THE PROBLEM —
Copy out the data word for word. The images are not part of the copy.

LISTED ENTRIES —
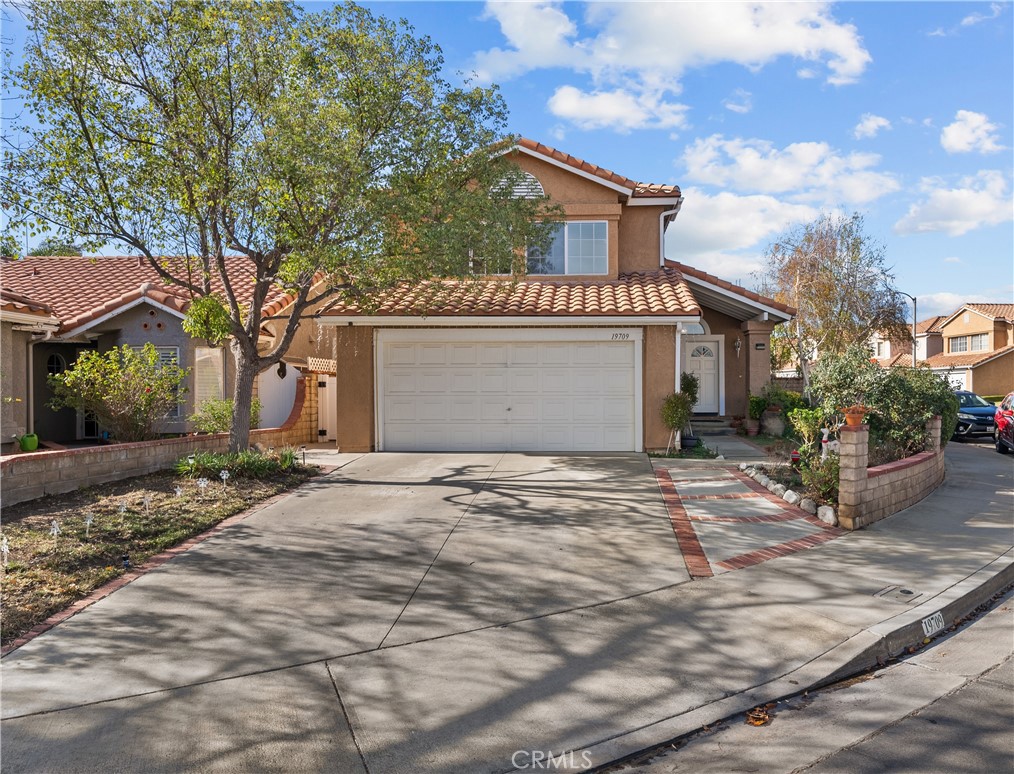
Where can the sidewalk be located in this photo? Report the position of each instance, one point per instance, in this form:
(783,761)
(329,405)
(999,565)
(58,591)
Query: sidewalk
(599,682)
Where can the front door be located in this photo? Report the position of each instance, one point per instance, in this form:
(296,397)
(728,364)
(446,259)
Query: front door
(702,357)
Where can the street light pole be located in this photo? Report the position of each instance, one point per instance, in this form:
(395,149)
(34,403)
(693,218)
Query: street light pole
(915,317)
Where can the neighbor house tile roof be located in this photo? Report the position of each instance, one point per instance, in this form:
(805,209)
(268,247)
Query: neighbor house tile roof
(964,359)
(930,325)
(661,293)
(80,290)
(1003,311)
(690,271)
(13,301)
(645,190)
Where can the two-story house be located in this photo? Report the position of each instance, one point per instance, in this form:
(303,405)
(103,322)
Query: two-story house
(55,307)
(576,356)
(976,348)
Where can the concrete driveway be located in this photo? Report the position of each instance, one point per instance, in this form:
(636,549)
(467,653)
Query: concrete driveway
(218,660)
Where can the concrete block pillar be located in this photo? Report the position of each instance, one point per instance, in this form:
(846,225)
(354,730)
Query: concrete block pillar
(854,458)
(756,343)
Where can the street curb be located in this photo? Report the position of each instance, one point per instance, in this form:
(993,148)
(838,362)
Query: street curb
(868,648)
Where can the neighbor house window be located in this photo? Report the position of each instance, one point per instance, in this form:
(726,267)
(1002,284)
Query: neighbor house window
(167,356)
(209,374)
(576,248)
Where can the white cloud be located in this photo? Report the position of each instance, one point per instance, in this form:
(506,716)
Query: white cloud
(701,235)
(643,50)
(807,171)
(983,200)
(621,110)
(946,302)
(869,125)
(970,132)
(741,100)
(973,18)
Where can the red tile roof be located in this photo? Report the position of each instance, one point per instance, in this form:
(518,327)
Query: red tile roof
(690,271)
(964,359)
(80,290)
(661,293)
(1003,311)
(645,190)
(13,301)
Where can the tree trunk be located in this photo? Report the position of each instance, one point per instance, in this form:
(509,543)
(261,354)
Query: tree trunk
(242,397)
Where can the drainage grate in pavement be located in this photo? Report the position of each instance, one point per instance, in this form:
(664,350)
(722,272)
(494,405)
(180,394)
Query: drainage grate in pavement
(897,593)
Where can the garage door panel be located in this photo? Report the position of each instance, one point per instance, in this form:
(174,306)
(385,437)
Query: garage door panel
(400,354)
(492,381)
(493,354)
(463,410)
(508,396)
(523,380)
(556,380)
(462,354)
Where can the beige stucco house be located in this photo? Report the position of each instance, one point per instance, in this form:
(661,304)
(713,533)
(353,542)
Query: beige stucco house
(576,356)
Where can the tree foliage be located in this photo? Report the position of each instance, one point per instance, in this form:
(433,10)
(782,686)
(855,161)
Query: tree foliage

OUTPUT —
Where can the sidewalk be located in this photo? Report the position of each instance, one point per instance, in this form:
(783,761)
(329,405)
(999,565)
(58,591)
Query: sidewalk
(599,682)
Where can the front door be located in this photo? Report the position of each instance, one point per instance, in this form:
(296,397)
(728,364)
(446,259)
Query: front door
(702,357)
Where can the street light pole be located in this photo? Report the position of each instance, one point per instance, in this form:
(395,149)
(34,403)
(693,218)
Query: street light pole
(915,317)
Where can the neighbor house tile roof be located in this photo? Report the position of each instance, one point per instance, in this form:
(805,209)
(268,247)
Query: neighbor house tile roof
(964,359)
(930,325)
(661,293)
(80,290)
(1003,311)
(690,271)
(13,301)
(645,190)
Where can the two-story house be located in this photo? Report the position of each instance, one point per instance, in this form:
(303,405)
(103,322)
Query: two-story house
(55,307)
(576,356)
(976,348)
Where can the concrete driveway be located in this photo? Report the position of each instance, one point per instance, in this form:
(636,549)
(467,653)
Query: concrete driveway
(218,660)
Where can the concrete block pillar be located in this photo? Report the position of each instance, one point per instance, in this form:
(846,225)
(354,730)
Query: concrete block pillar
(854,458)
(756,343)
Where can the street curb be located in this photo? Report the position of each instance, one point per instance, in this form:
(993,148)
(838,362)
Query: street curb
(868,648)
Where can the neighbor house window be located in this photo? Report the position of each instance, one point per instance, in this form:
(726,267)
(1002,284)
Query: neighbor house window
(167,356)
(209,374)
(576,248)
Where can the white cloud be located in this photo? Report the position of each instance, one point per instance, in this form:
(506,716)
Query: white cloud
(701,235)
(643,50)
(807,171)
(983,200)
(621,110)
(946,302)
(869,125)
(970,132)
(741,100)
(973,18)
Where can the red tile roof be located in this photo? Report the position of each instance, one point per instance, in this form:
(518,327)
Query: red tile roof
(690,271)
(964,359)
(80,290)
(661,293)
(1003,311)
(645,190)
(13,301)
Where can the tree trunk be located in this photo? Report the position of each instance, one point per instance, in this form:
(509,543)
(261,354)
Query: tree trunk
(242,397)
Where can the drainage grate in pavement be located in this photo? Report the position of each instance, one point per instance, in this form:
(664,350)
(722,272)
(494,405)
(180,394)
Query: drainage grate in pavement
(897,593)
Where can the garage door panel be located in this photo? Report the position of each instance, one point per instance, in this form:
(174,306)
(385,437)
Query: garage door panel
(400,354)
(492,381)
(493,354)
(463,410)
(508,396)
(523,380)
(556,380)
(462,354)
Where can the beige stucco house be located in this photo? Report the position of each instance, one point per instance, in this form:
(661,304)
(713,533)
(353,542)
Query: beige stucco house
(576,356)
Where can the tree foliage be located in this photo? Report the position of each instance, one point per instance, in this form:
(433,10)
(782,686)
(855,161)
Query: tree foliage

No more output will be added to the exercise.